Dataset rows:
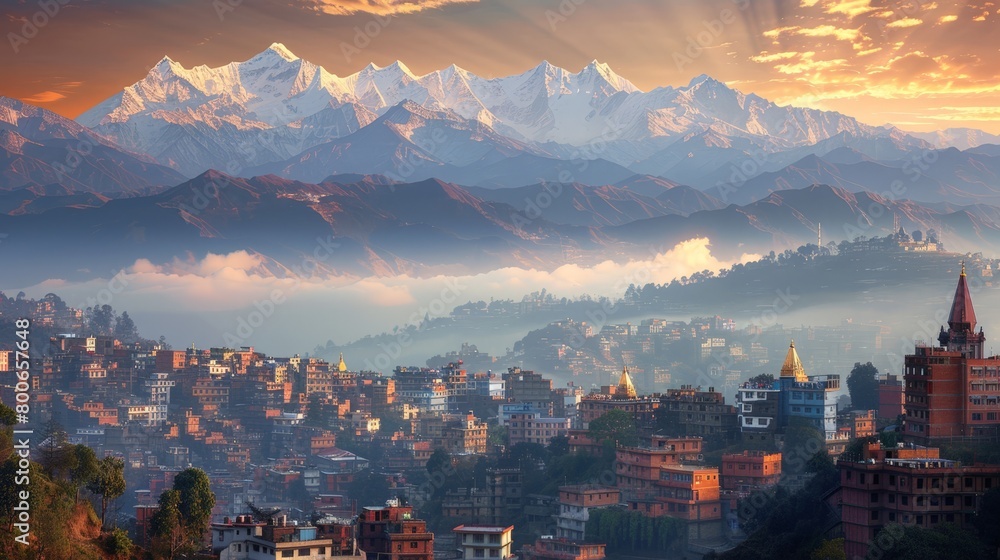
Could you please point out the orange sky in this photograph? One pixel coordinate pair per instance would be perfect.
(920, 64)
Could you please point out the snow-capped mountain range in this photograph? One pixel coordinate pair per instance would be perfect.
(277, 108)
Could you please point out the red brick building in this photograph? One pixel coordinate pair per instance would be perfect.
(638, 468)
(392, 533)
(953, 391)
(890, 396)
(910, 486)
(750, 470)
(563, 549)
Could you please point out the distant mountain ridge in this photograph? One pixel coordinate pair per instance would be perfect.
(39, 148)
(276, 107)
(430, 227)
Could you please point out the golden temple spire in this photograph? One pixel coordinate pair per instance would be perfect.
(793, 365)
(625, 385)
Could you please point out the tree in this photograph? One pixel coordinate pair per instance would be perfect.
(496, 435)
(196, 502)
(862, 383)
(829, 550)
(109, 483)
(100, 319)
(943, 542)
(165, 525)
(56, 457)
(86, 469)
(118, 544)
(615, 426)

---

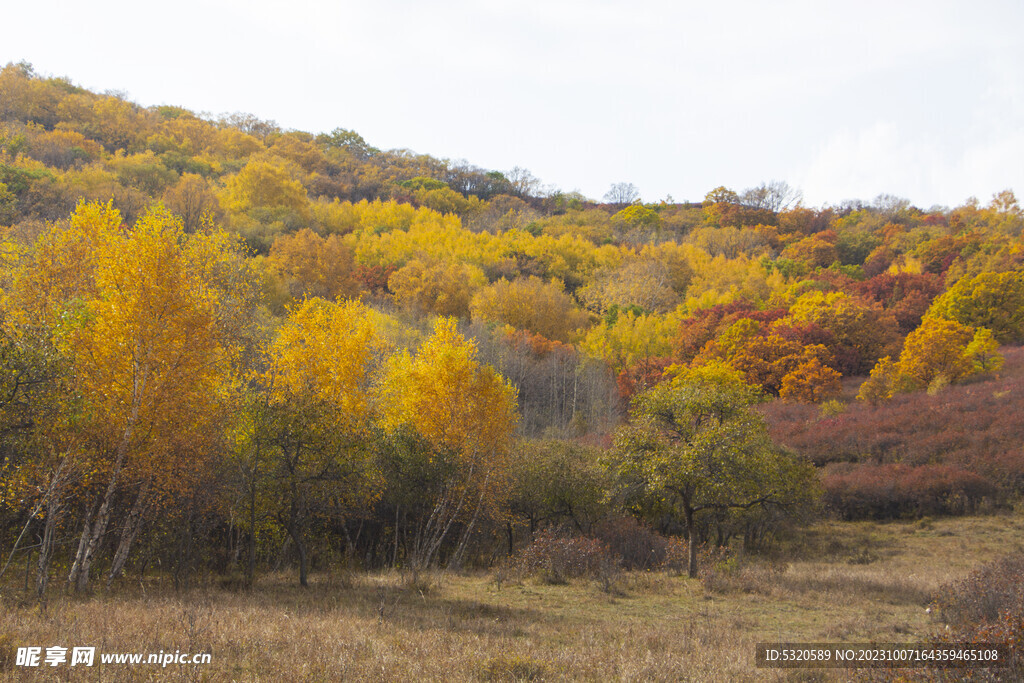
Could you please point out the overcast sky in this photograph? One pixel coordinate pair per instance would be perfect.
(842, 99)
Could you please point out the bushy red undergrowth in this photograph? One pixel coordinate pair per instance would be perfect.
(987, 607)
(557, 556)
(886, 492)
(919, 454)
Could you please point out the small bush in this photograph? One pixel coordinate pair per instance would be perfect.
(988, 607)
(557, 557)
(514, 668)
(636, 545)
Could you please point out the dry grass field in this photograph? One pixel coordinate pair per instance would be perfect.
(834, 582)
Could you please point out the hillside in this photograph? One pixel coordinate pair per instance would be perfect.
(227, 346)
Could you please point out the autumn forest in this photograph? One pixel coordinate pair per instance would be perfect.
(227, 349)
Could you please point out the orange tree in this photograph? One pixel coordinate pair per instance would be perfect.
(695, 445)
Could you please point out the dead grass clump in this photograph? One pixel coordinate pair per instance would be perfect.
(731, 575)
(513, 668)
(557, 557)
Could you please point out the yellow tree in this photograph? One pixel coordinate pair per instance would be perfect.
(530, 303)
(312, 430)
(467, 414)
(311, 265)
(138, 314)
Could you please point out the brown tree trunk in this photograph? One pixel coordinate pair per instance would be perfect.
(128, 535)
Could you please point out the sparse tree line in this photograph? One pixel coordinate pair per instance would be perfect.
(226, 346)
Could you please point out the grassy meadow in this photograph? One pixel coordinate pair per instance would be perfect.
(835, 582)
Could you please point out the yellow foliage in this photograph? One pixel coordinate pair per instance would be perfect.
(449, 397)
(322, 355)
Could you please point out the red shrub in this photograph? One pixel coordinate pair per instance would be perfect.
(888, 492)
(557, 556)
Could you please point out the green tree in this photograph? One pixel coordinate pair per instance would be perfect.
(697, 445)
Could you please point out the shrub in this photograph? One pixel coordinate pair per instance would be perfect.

SET PROBLEM:
Reproduce the listing from the line containing "Could you please point out the dry" through the line containing "Could you please point out the shrub", with both of those lines included, and output only those lines.

FINISHED EXERCISE:
Could you please point out the dry grass field in this photograph? One pixel coordinate pair per instance would be perfect.
(834, 582)
Could you please point out the hillside in this photograph? One pixel coordinate pair per instance would be perfect.
(227, 346)
Could you please point out the autumn forest in this photograph? One pixel coordinate pair per instance would be perfect.
(227, 349)
Could you please point out the orange tree in this photograph? One pixel coordinate pair per instance would be perfect.
(695, 445)
Could you please point out the dead grass clump in this photograph? One pixel coordinate pair per instance would be perfect.
(731, 575)
(513, 668)
(557, 557)
Could you please point out the yellow tree in this photograph? One pixel coordinate pair per instance would be perfect.
(530, 303)
(312, 430)
(467, 414)
(311, 265)
(138, 314)
Could you please point out the brown tree trunk in this photograph? One pixel coordinate pair per instance would be perfect.
(128, 535)
Could you please point out the sparse tree line in this photograph? One pixel coordinate pair per instance would be perfect.
(226, 346)
Could you please point out the grassy meadow in this photograph? One pixel coordinate pair per instance would be perfect.
(835, 582)
Could you please point out the yellow foliage in this photograph? One pixel coordinate pair per instance would be perfect.
(449, 397)
(322, 355)
Could you please point out the red shrub in this photograph? One pixel coordinate pair per instance would be perfect.
(888, 492)
(557, 556)
Could you please point out the green tree in this photograph? One pixel coordinate pair per instance would be perfect.
(697, 445)
Could you please point out the shrub in this photograph? One pixel coordinate pair per instance would be perfect.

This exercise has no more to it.